Your goal:
Look for the word "stake" in the entries and copy each line where it appears.

Task input:

▼▼▼

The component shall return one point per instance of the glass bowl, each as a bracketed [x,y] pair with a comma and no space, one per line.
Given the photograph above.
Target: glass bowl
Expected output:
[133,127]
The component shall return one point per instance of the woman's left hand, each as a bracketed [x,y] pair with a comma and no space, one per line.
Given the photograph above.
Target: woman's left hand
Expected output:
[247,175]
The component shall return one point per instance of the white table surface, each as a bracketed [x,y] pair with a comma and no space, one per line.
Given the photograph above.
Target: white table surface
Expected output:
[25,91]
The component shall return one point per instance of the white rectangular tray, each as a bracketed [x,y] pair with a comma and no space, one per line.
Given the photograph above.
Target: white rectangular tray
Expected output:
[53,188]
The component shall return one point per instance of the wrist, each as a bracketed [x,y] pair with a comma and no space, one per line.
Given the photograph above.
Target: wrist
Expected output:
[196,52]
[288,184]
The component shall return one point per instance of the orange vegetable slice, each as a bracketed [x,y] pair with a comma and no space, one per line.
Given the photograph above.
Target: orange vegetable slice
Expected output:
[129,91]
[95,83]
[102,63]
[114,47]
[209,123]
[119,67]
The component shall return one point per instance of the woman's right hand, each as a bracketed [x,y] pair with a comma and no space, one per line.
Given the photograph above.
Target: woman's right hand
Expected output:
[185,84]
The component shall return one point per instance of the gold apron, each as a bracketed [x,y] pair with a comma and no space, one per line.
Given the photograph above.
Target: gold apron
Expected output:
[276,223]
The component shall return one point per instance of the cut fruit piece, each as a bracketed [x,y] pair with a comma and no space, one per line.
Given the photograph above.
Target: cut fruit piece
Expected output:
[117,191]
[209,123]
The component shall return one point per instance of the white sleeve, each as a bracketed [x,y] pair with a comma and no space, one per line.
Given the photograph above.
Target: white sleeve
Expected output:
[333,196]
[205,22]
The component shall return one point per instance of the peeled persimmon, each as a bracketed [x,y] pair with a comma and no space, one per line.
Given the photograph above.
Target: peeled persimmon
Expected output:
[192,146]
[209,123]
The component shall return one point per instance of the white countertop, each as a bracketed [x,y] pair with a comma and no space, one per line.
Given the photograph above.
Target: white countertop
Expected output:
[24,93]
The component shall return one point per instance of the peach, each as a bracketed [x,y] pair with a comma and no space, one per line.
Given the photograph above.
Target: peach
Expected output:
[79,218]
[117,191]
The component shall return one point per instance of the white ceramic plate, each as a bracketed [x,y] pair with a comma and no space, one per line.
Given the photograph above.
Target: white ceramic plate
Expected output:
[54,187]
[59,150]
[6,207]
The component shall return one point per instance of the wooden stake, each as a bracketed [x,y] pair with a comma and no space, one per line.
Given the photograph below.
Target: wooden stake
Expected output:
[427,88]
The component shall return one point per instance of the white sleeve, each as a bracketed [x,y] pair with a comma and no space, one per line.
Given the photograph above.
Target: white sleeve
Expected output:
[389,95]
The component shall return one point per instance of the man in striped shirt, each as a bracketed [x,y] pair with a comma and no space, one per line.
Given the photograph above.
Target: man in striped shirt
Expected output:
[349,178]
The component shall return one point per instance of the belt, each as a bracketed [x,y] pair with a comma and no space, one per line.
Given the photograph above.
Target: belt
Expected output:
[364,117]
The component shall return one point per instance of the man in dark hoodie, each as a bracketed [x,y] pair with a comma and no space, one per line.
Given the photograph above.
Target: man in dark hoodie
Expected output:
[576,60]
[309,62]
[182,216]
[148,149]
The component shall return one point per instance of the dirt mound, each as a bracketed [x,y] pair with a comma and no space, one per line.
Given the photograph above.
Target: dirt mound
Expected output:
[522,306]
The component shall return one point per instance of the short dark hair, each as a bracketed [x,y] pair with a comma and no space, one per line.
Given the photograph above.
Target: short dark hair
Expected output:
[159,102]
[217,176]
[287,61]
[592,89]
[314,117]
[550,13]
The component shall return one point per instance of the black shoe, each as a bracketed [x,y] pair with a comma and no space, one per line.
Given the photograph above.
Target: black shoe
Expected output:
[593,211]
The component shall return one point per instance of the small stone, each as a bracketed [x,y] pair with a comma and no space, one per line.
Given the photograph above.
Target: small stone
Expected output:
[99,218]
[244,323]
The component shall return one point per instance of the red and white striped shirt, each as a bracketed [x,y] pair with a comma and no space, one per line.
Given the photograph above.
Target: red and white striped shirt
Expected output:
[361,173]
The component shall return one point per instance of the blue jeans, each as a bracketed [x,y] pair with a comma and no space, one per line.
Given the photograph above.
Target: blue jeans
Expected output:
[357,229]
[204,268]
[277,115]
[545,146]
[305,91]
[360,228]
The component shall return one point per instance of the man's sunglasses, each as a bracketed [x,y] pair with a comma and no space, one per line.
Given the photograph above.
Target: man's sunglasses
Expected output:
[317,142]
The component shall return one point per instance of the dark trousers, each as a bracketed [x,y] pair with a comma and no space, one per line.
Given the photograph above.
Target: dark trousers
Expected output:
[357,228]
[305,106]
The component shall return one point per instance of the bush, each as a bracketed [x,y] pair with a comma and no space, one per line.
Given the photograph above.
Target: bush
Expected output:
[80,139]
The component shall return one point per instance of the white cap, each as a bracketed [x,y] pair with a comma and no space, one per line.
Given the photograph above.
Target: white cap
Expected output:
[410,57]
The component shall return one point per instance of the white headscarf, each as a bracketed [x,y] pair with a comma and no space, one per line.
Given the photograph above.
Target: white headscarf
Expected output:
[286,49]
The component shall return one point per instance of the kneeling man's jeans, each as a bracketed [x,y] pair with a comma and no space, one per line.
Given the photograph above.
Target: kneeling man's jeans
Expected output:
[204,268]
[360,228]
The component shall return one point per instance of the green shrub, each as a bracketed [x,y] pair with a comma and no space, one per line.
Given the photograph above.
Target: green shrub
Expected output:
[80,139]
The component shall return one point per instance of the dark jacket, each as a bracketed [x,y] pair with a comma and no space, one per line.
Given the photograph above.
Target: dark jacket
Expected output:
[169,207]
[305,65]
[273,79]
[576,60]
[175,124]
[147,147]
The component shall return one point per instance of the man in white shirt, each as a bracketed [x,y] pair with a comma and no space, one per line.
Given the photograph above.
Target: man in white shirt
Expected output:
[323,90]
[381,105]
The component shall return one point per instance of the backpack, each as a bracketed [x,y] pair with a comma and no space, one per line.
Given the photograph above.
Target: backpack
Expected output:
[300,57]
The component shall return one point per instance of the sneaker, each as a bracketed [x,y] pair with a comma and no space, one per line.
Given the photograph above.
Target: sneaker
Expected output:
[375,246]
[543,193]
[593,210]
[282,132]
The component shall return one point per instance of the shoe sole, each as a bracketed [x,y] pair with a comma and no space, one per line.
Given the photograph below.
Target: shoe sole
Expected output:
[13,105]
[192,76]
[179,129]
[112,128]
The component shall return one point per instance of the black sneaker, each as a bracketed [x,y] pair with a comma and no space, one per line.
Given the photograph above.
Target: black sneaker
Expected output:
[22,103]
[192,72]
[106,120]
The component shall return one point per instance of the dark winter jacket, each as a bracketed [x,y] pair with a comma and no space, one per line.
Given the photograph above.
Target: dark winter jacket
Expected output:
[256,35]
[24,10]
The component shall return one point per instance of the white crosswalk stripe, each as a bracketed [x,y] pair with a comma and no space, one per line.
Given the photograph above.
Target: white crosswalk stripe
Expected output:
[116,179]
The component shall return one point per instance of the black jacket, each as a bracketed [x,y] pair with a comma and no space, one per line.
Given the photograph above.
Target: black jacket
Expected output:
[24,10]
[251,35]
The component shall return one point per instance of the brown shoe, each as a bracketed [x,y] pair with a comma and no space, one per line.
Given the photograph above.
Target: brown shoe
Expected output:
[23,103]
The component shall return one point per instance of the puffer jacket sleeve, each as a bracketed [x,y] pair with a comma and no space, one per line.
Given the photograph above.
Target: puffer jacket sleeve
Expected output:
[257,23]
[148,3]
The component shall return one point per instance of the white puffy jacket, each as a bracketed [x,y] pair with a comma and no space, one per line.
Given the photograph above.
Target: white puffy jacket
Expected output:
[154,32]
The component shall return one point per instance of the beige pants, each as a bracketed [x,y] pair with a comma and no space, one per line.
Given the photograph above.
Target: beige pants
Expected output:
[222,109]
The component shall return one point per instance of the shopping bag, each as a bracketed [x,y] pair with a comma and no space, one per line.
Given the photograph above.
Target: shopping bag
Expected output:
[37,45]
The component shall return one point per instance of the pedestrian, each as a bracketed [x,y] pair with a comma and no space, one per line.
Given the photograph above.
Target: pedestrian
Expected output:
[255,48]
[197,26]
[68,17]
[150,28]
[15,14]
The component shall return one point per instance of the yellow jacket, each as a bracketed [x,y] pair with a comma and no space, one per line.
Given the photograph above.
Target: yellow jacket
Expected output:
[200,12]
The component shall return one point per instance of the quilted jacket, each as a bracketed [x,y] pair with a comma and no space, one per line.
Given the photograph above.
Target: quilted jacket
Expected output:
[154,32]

▲▲▲

Response to the task:
The component shall return one point per instance of the wooden stake, each as a bracketed [x,y] pair with a comma and no space, one per line.
Target: wooden stake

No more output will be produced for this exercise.